> [PROVIDED DATA]:
BEGIN

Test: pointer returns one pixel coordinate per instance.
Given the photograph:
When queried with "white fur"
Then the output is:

END
BEGIN

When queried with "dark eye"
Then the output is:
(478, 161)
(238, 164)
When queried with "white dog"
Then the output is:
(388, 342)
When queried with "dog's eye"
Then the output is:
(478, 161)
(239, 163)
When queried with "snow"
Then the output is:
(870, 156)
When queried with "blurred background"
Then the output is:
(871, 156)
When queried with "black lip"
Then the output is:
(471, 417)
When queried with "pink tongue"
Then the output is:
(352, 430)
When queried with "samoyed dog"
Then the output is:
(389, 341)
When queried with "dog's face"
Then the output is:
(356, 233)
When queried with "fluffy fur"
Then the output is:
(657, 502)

END
BEGIN

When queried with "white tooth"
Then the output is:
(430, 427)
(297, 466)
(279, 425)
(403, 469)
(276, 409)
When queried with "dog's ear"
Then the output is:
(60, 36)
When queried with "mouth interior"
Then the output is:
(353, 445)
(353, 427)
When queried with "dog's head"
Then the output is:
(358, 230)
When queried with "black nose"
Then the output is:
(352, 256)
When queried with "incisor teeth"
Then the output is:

END

> [TASK BRIEF]: Would you count the lines of the listing above that hold the string "white" and give only the resulting number?

> [SOLUTION TO THE EXERCISE]: 3